"""
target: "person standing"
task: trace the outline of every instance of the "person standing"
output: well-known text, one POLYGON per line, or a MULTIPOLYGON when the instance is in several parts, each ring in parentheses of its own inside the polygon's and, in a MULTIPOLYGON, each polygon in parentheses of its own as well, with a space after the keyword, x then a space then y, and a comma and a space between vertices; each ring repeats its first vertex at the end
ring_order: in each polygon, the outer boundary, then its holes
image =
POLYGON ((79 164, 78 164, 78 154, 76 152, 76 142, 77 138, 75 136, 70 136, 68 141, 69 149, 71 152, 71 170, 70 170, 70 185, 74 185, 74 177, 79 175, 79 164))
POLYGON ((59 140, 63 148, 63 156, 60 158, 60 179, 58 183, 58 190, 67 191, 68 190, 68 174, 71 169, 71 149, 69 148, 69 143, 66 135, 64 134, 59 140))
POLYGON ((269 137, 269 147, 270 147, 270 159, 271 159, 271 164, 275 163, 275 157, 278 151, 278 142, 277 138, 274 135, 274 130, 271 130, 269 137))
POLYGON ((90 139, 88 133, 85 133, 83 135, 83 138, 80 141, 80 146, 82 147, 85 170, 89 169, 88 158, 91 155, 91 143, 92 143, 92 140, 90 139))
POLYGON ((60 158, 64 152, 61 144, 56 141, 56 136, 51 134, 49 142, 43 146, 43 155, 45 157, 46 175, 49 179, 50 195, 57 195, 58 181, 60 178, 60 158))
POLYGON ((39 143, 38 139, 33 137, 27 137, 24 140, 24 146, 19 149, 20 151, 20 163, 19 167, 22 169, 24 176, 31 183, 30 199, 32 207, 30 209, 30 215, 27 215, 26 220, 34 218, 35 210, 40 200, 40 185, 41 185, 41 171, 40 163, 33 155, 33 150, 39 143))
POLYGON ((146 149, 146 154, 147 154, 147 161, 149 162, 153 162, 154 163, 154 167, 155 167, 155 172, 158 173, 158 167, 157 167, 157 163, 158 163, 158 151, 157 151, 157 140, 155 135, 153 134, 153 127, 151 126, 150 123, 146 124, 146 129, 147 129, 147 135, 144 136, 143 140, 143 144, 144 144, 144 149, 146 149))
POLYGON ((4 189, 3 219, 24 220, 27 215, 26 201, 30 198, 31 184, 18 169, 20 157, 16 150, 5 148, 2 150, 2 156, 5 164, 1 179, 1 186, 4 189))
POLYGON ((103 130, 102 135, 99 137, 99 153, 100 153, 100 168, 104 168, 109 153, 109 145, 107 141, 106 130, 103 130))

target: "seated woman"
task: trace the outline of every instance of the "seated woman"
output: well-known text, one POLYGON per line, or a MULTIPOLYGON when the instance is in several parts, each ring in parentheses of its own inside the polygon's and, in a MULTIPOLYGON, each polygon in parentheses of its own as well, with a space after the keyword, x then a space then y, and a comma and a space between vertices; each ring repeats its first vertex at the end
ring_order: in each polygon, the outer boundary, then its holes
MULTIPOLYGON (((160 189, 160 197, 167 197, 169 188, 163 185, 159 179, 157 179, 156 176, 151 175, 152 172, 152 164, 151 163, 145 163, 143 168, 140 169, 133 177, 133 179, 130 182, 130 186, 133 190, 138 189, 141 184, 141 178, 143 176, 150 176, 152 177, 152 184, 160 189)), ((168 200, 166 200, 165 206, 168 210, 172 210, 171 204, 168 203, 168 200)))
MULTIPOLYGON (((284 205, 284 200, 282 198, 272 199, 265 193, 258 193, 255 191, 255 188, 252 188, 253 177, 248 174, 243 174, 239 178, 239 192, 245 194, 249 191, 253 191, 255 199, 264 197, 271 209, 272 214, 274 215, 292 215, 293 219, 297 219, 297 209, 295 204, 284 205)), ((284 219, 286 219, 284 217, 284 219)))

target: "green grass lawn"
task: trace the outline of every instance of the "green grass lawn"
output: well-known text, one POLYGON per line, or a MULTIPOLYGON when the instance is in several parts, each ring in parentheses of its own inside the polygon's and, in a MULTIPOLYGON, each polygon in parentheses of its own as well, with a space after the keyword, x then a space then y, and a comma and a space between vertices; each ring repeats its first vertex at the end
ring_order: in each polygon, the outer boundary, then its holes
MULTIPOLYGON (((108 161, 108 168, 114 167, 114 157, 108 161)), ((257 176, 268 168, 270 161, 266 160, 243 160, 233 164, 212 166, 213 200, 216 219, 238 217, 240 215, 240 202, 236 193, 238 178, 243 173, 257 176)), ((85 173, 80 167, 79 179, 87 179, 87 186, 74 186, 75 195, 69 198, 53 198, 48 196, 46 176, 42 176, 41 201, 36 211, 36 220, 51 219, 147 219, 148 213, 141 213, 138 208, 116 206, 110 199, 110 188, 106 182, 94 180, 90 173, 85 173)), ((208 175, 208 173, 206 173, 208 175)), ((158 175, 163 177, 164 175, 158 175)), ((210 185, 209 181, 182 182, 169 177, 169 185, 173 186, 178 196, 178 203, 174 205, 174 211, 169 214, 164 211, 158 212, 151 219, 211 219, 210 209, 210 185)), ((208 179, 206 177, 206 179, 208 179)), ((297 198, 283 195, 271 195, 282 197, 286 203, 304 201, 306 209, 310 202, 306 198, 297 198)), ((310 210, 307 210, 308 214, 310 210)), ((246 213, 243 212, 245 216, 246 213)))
"""
▶ [DESCRIPTION OF THE TASK]
Everything in the listing should be set down again exactly.

▶ [TASK RESPONSE]
target: "person standing"
task: trace the outline of every instance of the "person standing"
output: well-known text, one POLYGON per line, or a MULTIPOLYGON when the instance is in several parts, each ring in parentheses of its own inside the polygon's and, in a MULTIPOLYGON, each polygon in parentheses of its own as well, with a space after the keyword, x then a space then y, and a comma and a space between vertices; each ring repeats its first vertex at the end
ring_order: in each polygon, the outer boundary, then its holes
image =
POLYGON ((79 164, 78 164, 78 154, 76 152, 76 142, 77 138, 75 136, 70 136, 68 141, 69 149, 71 152, 71 170, 70 170, 70 185, 74 185, 74 177, 79 175, 79 164))
POLYGON ((59 140, 63 148, 63 156, 60 158, 60 179, 58 183, 58 190, 67 191, 68 190, 68 174, 71 169, 71 149, 69 148, 69 143, 66 135, 64 134, 59 140))
POLYGON ((269 137, 269 147, 270 147, 270 159, 271 159, 271 164, 275 163, 275 157, 278 151, 278 142, 277 138, 274 135, 274 130, 271 130, 269 137))
POLYGON ((90 139, 88 133, 85 133, 83 135, 83 138, 80 141, 80 146, 82 147, 85 170, 89 169, 88 158, 91 155, 91 143, 92 143, 92 140, 90 139))
POLYGON ((60 158, 64 152, 61 144, 56 141, 56 136, 51 134, 49 142, 43 146, 43 155, 45 157, 46 175, 49 179, 50 195, 57 195, 58 181, 60 178, 60 158))
POLYGON ((39 143, 38 139, 33 137, 27 137, 24 140, 24 146, 19 149, 20 151, 20 163, 19 167, 22 169, 24 176, 31 183, 30 199, 32 207, 30 209, 30 215, 27 215, 26 220, 34 218, 35 210, 40 200, 40 185, 41 185, 41 171, 40 163, 33 155, 33 150, 39 143))
POLYGON ((146 149, 146 154, 147 154, 147 161, 149 162, 153 162, 154 163, 154 167, 155 167, 155 172, 158 173, 158 167, 157 167, 157 163, 158 163, 158 151, 157 151, 157 140, 155 135, 153 134, 153 127, 151 126, 150 123, 146 124, 146 129, 147 129, 147 135, 144 136, 143 140, 143 144, 144 144, 144 149, 146 149))
POLYGON ((4 189, 3 219, 24 220, 27 215, 26 201, 30 198, 31 184, 18 169, 20 157, 16 150, 5 148, 2 150, 2 156, 5 164, 1 179, 1 186, 4 189))
POLYGON ((103 130, 102 135, 99 137, 99 153, 100 153, 100 168, 104 168, 109 153, 109 145, 107 141, 106 130, 103 130))

target: "seated woman"
task: trace the outline of every instance of the "seated woman"
output: well-known text, one POLYGON per line, or a MULTIPOLYGON when the instance is in several parts, each ring in parentheses of its own inside the polygon's and, in a MULTIPOLYGON, each polygon in parentheses of its own as well, with a space after the keyword, x then a space then y, and a comma and a space between vertices; each ring repeats its first vertex at the end
ring_order: in each polygon, the outer boundary, then its holes
MULTIPOLYGON (((160 189, 160 197, 167 197, 169 188, 163 185, 159 179, 157 179, 156 176, 151 175, 152 172, 152 164, 151 163, 145 163, 143 168, 140 169, 133 177, 133 179, 130 182, 130 186, 133 190, 138 189, 141 184, 141 178, 143 176, 150 176, 152 177, 152 184, 160 189)), ((168 200, 166 200, 165 206, 168 210, 172 210, 171 204, 168 203, 168 200)))
MULTIPOLYGON (((284 205, 284 200, 282 198, 272 199, 265 193, 258 193, 255 191, 255 188, 252 188, 253 177, 248 174, 243 174, 239 178, 239 192, 245 194, 249 191, 253 191, 255 199, 264 197, 271 209, 272 214, 274 215, 292 215, 293 219, 297 219, 297 209, 295 204, 284 205)), ((284 219, 286 219, 284 217, 284 219)))

target: "green grass lawn"
task: trace the outline of every instance of the "green grass lawn"
output: well-known text, one POLYGON per line, or a MULTIPOLYGON when the instance is in several parts, each ring in parentheses of its own inside the polygon's and, in a MULTIPOLYGON, each polygon in parentheses of its own as well, with a space after the keyword, x then a space then y, and a comma and a space between vertices; each ring repeats its first vertex at the end
ring_order: in each polygon, the outer boundary, then its holes
MULTIPOLYGON (((108 161, 108 168, 114 167, 114 157, 108 161)), ((257 176, 268 168, 270 161, 266 160, 243 160, 233 164, 212 166, 213 200, 216 219, 238 217, 240 215, 240 202, 236 193, 238 178, 243 173, 257 176)), ((85 173, 80 167, 79 179, 87 179, 87 186, 74 186, 75 195, 69 198, 53 198, 48 196, 46 176, 42 176, 41 201, 36 211, 36 220, 51 219, 147 219, 148 213, 141 213, 138 208, 116 206, 110 199, 110 188, 106 182, 94 180, 90 173, 85 173)), ((208 175, 208 173, 206 173, 208 175)), ((158 175, 163 177, 164 175, 158 175)), ((210 185, 209 181, 182 182, 169 177, 169 185, 173 186, 178 196, 178 203, 174 205, 174 211, 169 214, 164 211, 158 212, 151 219, 211 219, 210 209, 210 185)), ((208 179, 206 177, 206 179, 208 179)), ((297 198, 283 195, 271 195, 282 197, 286 203, 304 201, 306 209, 310 202, 306 198, 297 198)), ((310 210, 307 210, 308 214, 310 210)), ((246 213, 243 212, 245 216, 246 213)))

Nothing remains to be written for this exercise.